[Entries from a point annotation set]
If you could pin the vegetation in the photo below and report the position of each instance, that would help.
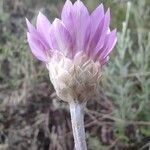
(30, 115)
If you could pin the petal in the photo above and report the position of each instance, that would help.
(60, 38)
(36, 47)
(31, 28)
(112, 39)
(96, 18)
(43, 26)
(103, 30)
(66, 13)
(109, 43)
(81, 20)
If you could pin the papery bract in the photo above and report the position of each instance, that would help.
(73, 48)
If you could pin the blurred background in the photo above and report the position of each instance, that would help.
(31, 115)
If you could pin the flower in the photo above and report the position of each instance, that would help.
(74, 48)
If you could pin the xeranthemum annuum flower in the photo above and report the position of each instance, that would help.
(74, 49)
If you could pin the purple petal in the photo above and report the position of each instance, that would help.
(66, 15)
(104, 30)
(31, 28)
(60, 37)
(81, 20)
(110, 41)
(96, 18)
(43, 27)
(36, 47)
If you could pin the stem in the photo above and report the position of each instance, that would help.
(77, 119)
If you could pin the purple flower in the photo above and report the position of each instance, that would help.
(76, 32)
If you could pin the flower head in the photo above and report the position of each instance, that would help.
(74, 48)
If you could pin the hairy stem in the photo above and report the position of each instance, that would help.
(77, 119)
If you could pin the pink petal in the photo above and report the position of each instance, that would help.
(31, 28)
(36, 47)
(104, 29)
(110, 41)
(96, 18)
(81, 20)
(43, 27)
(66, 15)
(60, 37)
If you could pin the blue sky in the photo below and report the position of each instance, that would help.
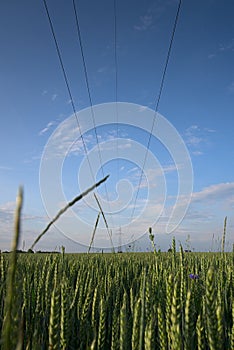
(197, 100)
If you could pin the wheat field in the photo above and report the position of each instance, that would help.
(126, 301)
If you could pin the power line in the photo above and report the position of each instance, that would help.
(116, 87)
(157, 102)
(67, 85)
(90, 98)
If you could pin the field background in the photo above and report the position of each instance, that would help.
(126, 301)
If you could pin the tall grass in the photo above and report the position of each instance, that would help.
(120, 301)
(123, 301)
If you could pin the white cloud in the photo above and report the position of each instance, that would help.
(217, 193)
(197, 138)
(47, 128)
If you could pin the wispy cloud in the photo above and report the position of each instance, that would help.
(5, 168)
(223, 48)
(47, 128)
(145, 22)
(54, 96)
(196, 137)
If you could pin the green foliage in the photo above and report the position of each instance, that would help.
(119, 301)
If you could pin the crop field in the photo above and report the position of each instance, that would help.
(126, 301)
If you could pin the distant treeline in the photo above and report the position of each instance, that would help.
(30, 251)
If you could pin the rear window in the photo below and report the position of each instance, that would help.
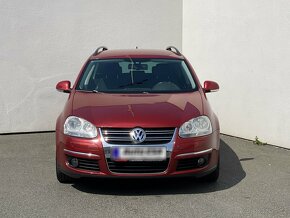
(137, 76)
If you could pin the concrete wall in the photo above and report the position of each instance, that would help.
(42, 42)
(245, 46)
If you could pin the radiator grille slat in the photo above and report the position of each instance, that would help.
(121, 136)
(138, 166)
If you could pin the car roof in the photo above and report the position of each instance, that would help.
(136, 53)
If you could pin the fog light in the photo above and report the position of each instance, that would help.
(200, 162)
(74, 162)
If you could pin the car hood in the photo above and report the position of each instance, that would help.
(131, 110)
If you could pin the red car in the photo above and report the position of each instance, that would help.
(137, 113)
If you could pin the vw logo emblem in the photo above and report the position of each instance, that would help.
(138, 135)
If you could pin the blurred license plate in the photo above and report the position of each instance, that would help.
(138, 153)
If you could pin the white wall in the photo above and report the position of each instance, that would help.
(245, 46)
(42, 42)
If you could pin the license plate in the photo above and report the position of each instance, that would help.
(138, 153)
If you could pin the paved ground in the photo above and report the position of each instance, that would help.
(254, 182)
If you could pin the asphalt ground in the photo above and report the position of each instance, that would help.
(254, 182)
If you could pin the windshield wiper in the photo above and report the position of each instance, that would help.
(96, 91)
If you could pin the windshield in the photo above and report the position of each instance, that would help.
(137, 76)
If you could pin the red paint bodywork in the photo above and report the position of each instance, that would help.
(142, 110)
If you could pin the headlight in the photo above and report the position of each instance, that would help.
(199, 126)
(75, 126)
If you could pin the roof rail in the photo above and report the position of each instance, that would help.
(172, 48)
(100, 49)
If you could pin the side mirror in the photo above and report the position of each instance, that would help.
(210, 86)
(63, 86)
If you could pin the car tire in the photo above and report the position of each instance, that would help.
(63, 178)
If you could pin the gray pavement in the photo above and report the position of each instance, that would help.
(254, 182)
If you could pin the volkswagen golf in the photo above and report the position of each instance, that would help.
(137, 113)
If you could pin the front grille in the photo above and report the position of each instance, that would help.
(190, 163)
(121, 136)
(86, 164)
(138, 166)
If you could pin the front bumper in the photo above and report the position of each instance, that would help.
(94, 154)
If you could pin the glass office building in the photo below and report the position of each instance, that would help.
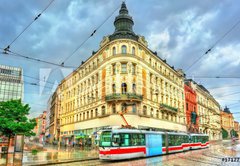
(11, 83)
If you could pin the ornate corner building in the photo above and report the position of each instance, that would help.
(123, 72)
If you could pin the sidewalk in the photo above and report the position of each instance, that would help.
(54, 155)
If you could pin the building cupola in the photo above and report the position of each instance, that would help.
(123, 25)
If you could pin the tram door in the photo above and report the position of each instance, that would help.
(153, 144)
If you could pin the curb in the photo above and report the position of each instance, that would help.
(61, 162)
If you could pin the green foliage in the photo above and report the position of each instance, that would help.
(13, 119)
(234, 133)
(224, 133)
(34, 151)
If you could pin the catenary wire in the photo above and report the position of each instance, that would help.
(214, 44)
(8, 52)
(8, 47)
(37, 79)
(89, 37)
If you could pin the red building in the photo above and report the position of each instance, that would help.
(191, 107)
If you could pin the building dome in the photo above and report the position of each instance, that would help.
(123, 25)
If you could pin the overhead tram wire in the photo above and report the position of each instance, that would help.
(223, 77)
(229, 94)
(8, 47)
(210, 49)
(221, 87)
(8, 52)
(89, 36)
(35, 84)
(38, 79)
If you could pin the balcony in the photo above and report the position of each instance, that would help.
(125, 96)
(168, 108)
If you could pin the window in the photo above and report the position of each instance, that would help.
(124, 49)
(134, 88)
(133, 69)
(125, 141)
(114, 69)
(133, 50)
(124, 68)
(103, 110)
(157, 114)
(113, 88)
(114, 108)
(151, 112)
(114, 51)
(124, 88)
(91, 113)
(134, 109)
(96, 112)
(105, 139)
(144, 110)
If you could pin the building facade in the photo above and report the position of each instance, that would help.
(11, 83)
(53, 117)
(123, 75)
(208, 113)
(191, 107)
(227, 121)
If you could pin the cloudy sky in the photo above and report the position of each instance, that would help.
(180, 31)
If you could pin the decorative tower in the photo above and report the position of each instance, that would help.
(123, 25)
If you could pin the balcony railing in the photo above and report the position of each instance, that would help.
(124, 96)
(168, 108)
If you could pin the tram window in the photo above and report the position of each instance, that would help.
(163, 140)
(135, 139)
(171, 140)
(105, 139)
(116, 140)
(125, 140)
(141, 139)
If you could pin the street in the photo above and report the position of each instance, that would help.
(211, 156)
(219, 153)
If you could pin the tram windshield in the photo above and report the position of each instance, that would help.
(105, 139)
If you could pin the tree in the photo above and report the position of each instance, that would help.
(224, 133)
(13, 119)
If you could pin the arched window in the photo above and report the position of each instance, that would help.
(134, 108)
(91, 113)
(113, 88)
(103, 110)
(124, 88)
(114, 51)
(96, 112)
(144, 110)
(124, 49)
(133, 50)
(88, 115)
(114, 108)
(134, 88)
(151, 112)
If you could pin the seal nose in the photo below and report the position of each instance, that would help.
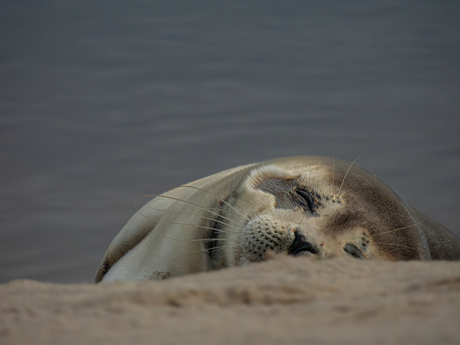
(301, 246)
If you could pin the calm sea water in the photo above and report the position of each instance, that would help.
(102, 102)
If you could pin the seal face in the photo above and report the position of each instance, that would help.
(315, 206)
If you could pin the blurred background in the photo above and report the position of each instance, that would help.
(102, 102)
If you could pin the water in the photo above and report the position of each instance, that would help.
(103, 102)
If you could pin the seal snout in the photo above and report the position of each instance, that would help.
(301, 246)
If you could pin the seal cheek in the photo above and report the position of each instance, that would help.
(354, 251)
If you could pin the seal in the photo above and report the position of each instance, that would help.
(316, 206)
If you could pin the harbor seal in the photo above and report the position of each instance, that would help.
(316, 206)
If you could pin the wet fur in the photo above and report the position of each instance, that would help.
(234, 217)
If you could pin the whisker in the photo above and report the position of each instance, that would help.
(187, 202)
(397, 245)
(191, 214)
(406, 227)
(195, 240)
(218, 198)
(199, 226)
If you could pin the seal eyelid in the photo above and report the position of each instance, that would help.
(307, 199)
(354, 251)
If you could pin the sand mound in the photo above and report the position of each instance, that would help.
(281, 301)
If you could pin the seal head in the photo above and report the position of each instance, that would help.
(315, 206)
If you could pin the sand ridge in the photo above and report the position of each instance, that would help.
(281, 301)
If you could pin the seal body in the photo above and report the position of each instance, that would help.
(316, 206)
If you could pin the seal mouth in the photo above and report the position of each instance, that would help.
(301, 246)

...

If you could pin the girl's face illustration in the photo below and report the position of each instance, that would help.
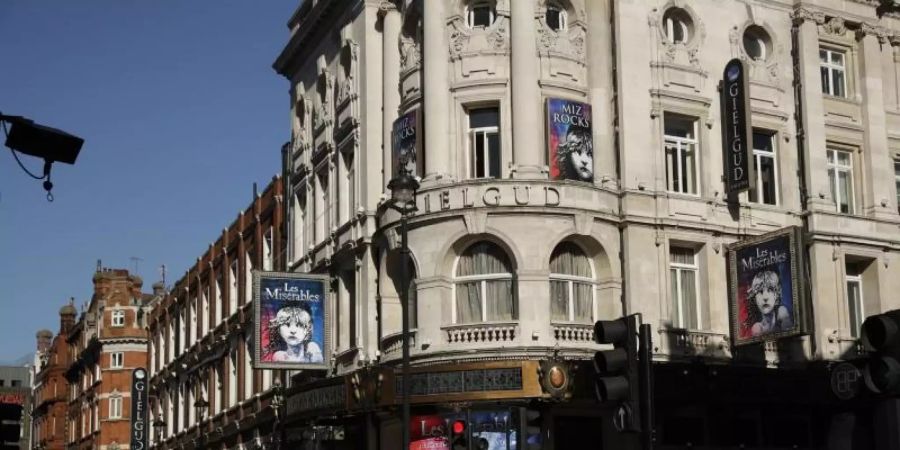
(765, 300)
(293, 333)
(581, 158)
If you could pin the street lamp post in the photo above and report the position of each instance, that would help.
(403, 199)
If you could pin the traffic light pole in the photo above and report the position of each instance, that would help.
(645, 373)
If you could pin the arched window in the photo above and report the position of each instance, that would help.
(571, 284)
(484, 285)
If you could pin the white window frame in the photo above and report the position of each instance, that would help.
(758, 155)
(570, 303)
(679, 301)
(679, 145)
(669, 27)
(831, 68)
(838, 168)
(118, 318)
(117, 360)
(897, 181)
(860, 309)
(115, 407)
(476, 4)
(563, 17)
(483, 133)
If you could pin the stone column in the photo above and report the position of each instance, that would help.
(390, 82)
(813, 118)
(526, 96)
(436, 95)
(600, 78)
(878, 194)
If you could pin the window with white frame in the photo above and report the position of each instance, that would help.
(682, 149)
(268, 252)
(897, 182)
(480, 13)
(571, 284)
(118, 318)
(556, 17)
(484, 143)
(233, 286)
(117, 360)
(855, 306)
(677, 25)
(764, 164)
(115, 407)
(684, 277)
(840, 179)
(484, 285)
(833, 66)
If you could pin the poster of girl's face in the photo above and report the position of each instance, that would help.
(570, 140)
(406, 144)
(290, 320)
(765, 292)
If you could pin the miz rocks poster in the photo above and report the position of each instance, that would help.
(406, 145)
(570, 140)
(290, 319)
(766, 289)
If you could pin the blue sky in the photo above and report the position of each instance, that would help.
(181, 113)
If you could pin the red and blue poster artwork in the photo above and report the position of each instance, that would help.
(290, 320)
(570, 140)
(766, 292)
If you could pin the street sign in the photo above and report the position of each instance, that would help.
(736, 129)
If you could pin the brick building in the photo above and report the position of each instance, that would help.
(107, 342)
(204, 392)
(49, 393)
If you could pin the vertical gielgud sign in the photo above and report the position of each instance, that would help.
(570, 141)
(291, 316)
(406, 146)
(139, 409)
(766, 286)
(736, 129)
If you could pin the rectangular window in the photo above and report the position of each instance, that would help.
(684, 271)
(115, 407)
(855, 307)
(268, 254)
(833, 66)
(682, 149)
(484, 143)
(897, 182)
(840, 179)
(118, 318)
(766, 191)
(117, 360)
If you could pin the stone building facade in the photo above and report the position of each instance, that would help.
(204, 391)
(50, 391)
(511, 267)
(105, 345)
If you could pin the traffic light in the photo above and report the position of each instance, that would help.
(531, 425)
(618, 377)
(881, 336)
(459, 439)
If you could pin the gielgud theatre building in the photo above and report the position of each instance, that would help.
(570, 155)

(Exercise details): Locate each line in the entries above that contains the string "seal" and copy those lines out in full.

(Full solution):
If you could pin the seal nose in the photo below and report the position of each instance, that would help.
If you could pin the seal face in the photo above and report the position of each instance, that would help.
If you could pin the seal snout in the photo above and report the position of each instance, that would help.
If you could pin the seal cheek in the photo above and report the position of each instance, that would help.
If you could pin the seal in the photo above and report the position of each instance, that would help.
If you could pin the harbor seal in the photo above and report the position of each instance, that would help.
If you could pin the seal eyelid in the photo above and report the position of each instance, that would help.
If you could pin the seal head in the photo above and report the position of each instance, that would help.
If you could pin the seal body in the photo above and report the position of each instance, that would help.
If you could pin the seal mouth in the photo above and report the position of each instance, that would help.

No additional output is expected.